Task item: Write out the entries below once more, exactly.

Material to process:

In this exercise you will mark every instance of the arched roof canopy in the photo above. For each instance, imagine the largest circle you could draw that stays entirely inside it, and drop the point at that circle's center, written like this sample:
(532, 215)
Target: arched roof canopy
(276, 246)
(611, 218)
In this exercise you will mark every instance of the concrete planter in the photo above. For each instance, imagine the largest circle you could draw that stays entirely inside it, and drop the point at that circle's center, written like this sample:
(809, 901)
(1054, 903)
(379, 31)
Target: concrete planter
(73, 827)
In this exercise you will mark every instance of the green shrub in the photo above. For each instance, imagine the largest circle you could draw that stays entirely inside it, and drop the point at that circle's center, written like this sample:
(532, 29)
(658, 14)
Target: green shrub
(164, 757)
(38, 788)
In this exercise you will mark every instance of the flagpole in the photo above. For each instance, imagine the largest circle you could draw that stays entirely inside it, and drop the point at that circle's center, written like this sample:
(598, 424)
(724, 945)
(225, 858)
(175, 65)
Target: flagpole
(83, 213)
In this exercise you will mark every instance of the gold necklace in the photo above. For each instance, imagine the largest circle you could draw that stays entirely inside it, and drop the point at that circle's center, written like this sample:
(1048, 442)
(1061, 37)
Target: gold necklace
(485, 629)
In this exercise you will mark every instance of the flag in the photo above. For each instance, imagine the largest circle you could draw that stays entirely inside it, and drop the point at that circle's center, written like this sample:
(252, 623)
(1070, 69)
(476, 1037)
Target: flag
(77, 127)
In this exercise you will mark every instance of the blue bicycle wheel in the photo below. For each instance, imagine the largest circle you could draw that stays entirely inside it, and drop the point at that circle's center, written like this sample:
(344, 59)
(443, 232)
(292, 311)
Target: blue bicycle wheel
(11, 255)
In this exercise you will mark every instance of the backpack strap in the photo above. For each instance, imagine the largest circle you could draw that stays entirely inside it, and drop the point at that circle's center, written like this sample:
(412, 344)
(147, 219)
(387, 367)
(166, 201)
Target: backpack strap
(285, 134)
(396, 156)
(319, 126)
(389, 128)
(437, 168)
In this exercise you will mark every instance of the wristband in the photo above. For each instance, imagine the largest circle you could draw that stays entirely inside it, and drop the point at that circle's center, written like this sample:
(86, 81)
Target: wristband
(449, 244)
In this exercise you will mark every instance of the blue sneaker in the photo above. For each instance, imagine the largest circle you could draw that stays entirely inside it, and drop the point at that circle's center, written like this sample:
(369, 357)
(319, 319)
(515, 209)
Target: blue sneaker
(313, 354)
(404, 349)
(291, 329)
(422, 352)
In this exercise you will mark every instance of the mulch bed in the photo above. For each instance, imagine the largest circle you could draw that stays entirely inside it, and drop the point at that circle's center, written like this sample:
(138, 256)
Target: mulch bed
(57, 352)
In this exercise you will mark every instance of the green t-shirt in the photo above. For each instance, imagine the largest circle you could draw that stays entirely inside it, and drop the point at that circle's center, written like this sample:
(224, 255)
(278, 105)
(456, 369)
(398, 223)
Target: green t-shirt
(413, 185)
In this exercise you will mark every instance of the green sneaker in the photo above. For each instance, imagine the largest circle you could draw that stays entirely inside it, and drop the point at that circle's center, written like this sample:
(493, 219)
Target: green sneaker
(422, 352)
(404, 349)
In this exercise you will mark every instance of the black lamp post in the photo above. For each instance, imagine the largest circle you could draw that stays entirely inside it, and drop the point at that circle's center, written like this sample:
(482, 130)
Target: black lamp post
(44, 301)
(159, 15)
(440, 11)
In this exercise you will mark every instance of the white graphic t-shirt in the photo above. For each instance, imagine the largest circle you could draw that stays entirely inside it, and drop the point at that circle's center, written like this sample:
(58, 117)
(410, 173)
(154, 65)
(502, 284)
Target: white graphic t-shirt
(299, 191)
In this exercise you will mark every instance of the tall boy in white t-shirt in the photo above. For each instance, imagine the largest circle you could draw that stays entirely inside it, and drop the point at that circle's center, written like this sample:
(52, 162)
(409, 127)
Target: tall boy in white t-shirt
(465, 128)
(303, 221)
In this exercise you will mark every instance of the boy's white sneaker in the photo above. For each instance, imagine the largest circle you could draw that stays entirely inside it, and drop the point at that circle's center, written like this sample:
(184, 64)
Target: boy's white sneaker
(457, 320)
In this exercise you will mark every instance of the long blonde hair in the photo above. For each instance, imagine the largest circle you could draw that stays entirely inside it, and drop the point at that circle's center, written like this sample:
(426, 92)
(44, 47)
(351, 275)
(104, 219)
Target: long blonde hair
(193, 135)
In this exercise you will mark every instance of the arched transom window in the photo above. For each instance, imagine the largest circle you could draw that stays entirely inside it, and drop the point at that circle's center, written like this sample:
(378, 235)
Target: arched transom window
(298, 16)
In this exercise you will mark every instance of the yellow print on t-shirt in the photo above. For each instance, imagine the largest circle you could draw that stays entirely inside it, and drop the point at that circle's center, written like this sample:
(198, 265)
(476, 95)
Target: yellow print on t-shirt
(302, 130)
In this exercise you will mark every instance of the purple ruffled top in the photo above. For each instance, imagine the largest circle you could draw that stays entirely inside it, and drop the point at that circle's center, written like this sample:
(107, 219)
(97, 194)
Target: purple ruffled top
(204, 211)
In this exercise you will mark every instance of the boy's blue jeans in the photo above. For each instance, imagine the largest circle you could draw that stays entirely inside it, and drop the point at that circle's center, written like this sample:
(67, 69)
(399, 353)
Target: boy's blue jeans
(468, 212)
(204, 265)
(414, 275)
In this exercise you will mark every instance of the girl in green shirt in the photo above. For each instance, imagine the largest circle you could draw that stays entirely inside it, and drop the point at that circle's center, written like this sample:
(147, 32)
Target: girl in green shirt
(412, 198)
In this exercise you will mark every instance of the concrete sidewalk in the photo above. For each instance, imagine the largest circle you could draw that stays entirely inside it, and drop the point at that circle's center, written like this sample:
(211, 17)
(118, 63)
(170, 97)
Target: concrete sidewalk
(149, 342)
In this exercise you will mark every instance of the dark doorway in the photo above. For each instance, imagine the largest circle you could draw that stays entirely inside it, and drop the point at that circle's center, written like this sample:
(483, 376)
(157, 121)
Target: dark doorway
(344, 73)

Response to the exercise:
In this exercise you will mark every instance of the arched roof canopy in the photo above. For each instance, imagine the largest circle you could draw that stays entirely inside it, and drop the point at that circle's center, written like this sample:
(532, 215)
Target: arched roof canopy
(276, 246)
(611, 218)
In this exercise you will mark every instance of the concrete planter in the photo above. For each instance, imagine the largest circle you could draw that stays entirely inside it, and drop the point at that circle's center, written like this sample:
(809, 901)
(1054, 903)
(379, 31)
Target: concrete planter
(73, 827)
In this exercise you will mark every instance of the green shrub in the photo above. For each instance, imagine the largest circle you could draw that stays entirely inside it, and drop the point at that circle's center, written like this sample:
(532, 29)
(658, 14)
Target: green shrub
(164, 757)
(38, 788)
In this exercise you will mark every instance of the flagpole in the photo above. For each instance, imagine the largest circle you could draw that stays entirely inside it, and drop the point at that circle's center, written like this sample:
(598, 424)
(724, 945)
(225, 858)
(175, 65)
Target: flagpole
(83, 213)
In this exercise you will mark every instance of the gold necklace in the photo above. For each instance, imagine the largest circle you could draw that stays entirely inside it, and drop the point at that circle's center, written like this sample:
(1048, 442)
(1061, 37)
Target: gold necklace
(485, 629)
In this exercise you will mark every instance of the flag in the photo above. For each instance, imagine the largest circle you could draw that stays entirely inside it, and drop the point at that circle's center, written like this sample:
(252, 623)
(1070, 69)
(476, 1037)
Target: flag
(77, 127)
In this exercise you will mark every instance of the blue bicycle wheel in the photo below. For each instance, imagine the largest circle you could draw that stays entirely inside it, and drop the point at that circle's center, written like this sample:
(344, 59)
(443, 232)
(292, 311)
Target: blue bicycle wheel
(11, 255)
In this exercise you will mark every instance of the backpack strap in the photo above. For each instance, imagine the largest circle you could draw that stays entirely inside it, and drop the point at that circle's center, written like this sample:
(412, 344)
(147, 219)
(387, 367)
(166, 201)
Target: backpack strap
(285, 134)
(396, 156)
(319, 126)
(389, 128)
(437, 168)
In this exercise you will mark every instance of the wristband in the photo above. For each instance, imagine the largest circle you could draw that stays entirely inside it, and drop the point at that circle's center, written like this sample:
(86, 81)
Target: wristband
(449, 244)
In this exercise you will mark every instance of the blue sneaker in the photo above. For each instance, imagine the largest circle you could draw that stays entirely inside it, and drop the point at that circle's center, written like this sample:
(369, 357)
(319, 319)
(515, 209)
Target: blue sneaker
(313, 354)
(404, 349)
(291, 329)
(422, 352)
In this exercise you will mark every instance of the mulch bed in the photo above. For each instance, imagine the largest circle you could draw that stays entirely inside it, and drop the point at that circle's center, written like this sample:
(138, 256)
Target: mulch bed
(57, 352)
In this exercise you will mark every instance of the green t-shirt in the photo above. For each instance, imagine the largest circle you could draw that stays entirely inside it, and drop the point at that circle's center, written like this sample:
(224, 255)
(278, 105)
(456, 369)
(398, 223)
Target: green t-shirt
(413, 185)
In this exercise you will mark every instance of the green sneaker in the photo above. For each instance, imagine the largest circle you could draw that stays entirely inside it, and drop the point at that circle's center, written like this sample:
(493, 219)
Target: green sneaker
(422, 352)
(404, 349)
In this exercise you will mark every instance of the black lamp post in the photo above. For each instance, imagine the largest circle you could draw that stays entirely inside it, and drop the point at that circle's center, written like this sample:
(482, 130)
Target: black lamp post
(44, 301)
(159, 15)
(440, 11)
In this exercise you will mark every instance of the white graphic t-shirt in the photo above. For each instance, imagine the largest circle you could draw that stays entirely inside it, and drop the point at that circle's center, written like this sample:
(58, 117)
(410, 173)
(154, 65)
(502, 284)
Target: white graphic t-shirt
(299, 191)
In this exercise you will mark every instance of the tall boy in white t-shirt in the photo above. For each instance, imagine the largest circle you could draw that stays entirely inside it, and drop the point at that circle's center, written like this sample:
(52, 162)
(409, 127)
Target: tall boy in white t-shirt
(465, 128)
(303, 221)
In this exercise you will mark every instance of the boy's white sneaker in the photo above. For each instance, imagine the largest circle you could draw that stays entirely inside it, and drop the point at that circle's center, written like this sample:
(184, 64)
Target: boy's white sneaker
(457, 320)
In this exercise you will mark every instance of the long blonde hair in the photo above. For each instance, imagine the largest circle you could draw that stays entirely inside it, and drop the point at that circle's center, written like this sample:
(426, 92)
(44, 47)
(351, 275)
(104, 219)
Target: long blonde hair
(193, 135)
In this exercise you will mark every instance of the arched transom window in the photo above. For each instance, imagine the largest circle you could draw that stays entirely inside it, and drop the point at that circle's center, written like this sample:
(378, 235)
Target: arched transom window
(298, 16)
In this exercise you will mark every instance of the yellow print on t-shirt in the photo above. For each instance, imagine the largest circle you could draw that stays entirely inside it, and drop the point at that circle's center, written like this sample:
(198, 265)
(476, 95)
Target: yellow print on t-shirt
(302, 130)
In this exercise you will mark every instance of the purple ruffled top in the photo above. For each instance, imagine the largest circle you could draw that stays entirely inside it, and drop the point at that circle's center, written like this sample:
(107, 219)
(97, 194)
Target: purple ruffled top
(204, 211)
In this exercise you will mark every instance of the boy's blue jeans in the photo above. For each instance, imagine the largest circle you could draw that stays entirely inside it, and drop the point at that circle's center, written like this sample:
(67, 69)
(399, 353)
Target: boy's blue jeans
(468, 212)
(204, 265)
(414, 275)
In this exercise you will mark every instance of the girl in green shirt in the photo above. For each instance, imagine the largest circle you could draw that stays entirely inside it, and drop the point at that circle's center, written like this sample:
(147, 32)
Target: girl in green shirt
(412, 198)
In this exercise you will mark every instance of the concrete sidewalk in the photo above. For each instance, imagine the largest circle you could draw that stays entirely inside it, and drop the point at that circle's center, written like this sample:
(211, 17)
(118, 63)
(170, 97)
Target: concrete sidewalk
(149, 342)
In this exercise you will mark every instance of the dark doorway in the photo above. For each instance, imagine the largest circle you could draw that stays entirely inside it, and drop the point at that circle's center, written like this sample:
(483, 376)
(157, 121)
Target: dark doorway
(344, 73)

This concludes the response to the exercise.